WHAT YOU NEED TO DO: One range is to be output from the listing below, exactly as written: the line with "obj: person in gray hoodie" to the line with "obj: white cloud", both kept.
------------------------------------------------------------------------
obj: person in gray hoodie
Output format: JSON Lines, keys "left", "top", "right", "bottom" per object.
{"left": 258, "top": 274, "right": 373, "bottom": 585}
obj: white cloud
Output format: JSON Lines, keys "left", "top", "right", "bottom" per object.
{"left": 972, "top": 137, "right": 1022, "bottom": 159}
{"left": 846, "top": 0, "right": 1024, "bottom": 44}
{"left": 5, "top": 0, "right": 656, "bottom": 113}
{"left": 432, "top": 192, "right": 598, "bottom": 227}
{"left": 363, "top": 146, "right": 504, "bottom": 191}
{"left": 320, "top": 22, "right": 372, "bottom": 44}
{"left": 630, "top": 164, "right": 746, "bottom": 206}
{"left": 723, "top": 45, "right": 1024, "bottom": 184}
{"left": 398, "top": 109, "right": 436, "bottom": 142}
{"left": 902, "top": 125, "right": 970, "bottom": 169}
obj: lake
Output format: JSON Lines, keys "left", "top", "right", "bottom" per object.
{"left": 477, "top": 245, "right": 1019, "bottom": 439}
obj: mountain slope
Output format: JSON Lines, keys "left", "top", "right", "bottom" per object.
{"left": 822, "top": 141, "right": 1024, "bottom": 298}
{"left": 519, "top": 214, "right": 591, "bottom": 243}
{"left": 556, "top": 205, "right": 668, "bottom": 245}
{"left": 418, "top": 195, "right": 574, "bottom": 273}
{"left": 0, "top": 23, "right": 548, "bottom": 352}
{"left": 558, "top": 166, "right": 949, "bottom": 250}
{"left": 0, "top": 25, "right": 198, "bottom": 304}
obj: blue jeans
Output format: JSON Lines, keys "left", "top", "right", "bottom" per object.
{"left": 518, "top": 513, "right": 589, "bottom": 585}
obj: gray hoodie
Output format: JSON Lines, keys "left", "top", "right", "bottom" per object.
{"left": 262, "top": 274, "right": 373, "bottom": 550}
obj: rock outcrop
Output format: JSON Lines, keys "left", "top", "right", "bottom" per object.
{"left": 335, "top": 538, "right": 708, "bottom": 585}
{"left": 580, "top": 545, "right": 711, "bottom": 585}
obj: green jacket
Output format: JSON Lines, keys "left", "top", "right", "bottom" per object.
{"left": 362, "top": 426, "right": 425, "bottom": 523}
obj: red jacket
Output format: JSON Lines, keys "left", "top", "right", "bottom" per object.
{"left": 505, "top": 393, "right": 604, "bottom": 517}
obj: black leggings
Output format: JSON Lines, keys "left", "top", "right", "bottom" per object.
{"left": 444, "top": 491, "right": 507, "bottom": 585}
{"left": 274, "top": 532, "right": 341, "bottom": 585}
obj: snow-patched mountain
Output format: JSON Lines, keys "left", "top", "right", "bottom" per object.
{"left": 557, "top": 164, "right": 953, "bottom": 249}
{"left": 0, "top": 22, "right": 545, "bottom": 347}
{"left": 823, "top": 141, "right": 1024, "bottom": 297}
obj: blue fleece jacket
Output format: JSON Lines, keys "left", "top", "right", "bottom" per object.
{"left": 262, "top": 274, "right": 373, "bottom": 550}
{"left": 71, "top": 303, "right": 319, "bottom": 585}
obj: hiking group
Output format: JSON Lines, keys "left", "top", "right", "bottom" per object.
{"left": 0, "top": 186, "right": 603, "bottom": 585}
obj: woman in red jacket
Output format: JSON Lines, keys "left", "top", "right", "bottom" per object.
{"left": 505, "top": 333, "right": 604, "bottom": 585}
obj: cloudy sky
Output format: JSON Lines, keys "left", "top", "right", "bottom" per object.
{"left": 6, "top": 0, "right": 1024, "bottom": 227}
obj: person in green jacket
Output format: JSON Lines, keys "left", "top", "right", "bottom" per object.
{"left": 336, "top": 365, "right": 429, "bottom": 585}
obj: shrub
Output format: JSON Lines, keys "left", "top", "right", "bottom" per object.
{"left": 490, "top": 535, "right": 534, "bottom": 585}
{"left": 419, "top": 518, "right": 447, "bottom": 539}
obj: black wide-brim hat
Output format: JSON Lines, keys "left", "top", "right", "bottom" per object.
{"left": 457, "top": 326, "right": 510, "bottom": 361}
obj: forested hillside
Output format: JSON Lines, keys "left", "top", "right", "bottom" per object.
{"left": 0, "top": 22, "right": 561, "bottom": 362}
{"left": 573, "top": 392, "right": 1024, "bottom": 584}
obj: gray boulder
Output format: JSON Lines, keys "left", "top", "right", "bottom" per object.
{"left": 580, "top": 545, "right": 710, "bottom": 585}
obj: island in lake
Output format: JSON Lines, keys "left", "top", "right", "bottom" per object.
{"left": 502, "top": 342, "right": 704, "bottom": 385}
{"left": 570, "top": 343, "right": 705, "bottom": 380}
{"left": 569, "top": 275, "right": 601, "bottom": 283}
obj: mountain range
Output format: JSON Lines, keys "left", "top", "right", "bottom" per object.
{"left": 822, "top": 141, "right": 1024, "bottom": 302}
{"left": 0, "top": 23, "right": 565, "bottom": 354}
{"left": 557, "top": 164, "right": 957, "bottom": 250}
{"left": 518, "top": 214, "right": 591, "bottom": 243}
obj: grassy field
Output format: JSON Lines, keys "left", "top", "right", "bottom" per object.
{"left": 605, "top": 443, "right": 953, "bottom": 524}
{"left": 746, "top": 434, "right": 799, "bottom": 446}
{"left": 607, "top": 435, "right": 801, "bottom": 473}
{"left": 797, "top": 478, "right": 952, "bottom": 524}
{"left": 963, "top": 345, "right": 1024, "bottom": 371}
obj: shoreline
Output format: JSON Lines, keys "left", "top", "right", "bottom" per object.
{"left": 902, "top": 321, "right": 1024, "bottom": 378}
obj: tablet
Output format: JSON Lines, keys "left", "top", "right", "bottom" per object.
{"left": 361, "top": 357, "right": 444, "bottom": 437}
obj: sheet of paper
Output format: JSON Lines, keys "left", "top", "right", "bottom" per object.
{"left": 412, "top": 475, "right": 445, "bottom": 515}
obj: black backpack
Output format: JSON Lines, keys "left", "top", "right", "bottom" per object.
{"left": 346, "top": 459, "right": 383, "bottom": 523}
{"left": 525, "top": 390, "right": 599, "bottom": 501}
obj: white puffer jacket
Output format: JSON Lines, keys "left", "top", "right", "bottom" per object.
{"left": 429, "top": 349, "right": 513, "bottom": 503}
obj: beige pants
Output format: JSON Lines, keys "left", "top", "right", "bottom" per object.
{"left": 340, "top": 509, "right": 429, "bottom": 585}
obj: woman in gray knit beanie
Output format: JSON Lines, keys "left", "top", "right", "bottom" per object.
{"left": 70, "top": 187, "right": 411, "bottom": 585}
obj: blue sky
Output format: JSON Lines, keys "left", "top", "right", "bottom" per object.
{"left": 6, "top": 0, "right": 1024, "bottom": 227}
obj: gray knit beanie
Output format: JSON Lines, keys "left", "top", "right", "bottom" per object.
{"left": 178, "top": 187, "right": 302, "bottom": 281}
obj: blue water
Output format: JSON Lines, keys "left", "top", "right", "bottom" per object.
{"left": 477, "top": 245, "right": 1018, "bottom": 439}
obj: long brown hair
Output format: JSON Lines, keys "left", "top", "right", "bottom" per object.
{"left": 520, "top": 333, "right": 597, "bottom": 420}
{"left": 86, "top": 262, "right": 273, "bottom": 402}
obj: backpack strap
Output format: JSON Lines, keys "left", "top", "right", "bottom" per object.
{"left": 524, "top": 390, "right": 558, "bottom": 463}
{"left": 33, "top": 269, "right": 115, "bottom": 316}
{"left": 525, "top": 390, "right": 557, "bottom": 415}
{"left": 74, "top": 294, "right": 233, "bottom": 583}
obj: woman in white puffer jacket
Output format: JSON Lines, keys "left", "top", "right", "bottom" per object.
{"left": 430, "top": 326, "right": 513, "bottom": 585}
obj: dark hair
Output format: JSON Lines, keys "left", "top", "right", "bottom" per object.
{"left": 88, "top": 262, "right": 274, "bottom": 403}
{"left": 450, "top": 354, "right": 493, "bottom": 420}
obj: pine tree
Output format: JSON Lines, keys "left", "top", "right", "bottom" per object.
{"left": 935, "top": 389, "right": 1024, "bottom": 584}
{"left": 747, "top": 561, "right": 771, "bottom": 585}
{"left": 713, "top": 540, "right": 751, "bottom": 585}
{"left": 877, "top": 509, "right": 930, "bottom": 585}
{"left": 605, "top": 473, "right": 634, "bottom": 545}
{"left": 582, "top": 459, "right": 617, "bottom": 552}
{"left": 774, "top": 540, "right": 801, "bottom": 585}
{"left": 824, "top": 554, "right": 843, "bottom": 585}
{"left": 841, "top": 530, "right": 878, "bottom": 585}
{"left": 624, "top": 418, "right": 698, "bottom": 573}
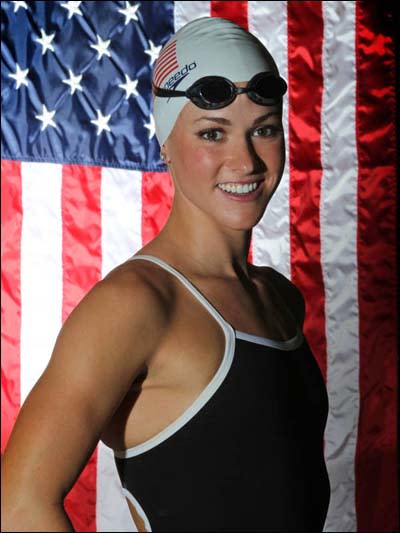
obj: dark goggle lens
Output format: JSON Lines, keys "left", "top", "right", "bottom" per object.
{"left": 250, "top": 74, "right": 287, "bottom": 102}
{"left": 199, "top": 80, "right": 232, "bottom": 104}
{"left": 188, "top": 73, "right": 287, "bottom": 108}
------------------------------------------------------------------------
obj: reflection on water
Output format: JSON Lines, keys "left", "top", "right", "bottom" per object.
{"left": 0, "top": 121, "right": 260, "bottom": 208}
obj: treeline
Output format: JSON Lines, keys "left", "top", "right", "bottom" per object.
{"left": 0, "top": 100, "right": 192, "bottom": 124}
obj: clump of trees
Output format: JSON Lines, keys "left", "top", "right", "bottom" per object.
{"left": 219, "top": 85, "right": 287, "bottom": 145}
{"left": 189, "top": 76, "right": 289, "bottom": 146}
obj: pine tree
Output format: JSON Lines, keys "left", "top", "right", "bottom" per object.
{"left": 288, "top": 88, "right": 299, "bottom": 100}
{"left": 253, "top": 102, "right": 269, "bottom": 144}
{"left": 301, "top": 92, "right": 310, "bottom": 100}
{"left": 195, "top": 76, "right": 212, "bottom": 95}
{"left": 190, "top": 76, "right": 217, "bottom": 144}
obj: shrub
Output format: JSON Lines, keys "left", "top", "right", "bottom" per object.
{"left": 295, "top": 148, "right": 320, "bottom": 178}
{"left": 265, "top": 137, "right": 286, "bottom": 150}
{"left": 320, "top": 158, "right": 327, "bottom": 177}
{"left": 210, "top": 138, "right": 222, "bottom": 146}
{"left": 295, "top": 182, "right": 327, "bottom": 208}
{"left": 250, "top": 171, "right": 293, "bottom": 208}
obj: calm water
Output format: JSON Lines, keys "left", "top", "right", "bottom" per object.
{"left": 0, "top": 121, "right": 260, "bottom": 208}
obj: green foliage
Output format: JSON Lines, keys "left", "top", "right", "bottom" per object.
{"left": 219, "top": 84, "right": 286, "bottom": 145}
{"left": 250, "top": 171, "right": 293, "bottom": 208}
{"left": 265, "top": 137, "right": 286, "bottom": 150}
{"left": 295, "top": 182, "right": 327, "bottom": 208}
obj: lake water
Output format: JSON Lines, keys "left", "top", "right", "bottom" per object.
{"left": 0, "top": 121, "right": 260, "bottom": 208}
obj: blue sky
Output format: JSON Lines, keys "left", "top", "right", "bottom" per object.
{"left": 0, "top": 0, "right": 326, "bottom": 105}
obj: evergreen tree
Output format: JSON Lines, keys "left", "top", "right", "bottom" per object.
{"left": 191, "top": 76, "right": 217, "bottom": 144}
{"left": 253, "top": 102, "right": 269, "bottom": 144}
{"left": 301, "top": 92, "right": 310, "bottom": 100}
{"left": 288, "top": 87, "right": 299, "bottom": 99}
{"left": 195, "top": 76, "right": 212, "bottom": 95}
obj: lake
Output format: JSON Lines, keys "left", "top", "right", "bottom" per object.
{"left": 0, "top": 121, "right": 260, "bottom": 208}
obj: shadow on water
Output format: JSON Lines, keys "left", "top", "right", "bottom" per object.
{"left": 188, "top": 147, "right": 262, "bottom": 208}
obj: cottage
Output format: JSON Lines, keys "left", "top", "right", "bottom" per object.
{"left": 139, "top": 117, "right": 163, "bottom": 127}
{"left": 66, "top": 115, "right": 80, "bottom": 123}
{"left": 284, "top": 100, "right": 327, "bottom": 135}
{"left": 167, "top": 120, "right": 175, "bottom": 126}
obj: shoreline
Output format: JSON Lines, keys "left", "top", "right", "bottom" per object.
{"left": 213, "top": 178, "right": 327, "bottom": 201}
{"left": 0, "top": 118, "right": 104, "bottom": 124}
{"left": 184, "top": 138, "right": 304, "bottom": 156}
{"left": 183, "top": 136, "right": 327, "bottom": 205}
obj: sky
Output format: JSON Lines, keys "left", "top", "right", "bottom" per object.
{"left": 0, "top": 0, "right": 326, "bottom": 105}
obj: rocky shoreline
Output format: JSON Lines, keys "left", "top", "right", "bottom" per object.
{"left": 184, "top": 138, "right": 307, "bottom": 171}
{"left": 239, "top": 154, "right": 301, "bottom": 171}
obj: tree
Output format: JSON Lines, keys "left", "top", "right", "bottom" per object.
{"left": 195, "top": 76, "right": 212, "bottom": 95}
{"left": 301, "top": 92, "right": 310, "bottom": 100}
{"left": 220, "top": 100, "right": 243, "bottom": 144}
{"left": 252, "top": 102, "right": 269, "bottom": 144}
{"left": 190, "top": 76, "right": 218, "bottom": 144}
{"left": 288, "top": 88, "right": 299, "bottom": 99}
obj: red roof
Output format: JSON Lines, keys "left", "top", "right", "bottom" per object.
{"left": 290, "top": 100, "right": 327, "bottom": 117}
------------------------------------------------------------------------
ANSWER TO THIS TASK:
obj: person in gray hoodie
Output format: JSON Lines, keys "left", "top", "right", "bottom" per object.
{"left": 258, "top": 274, "right": 373, "bottom": 585}
obj: white cloud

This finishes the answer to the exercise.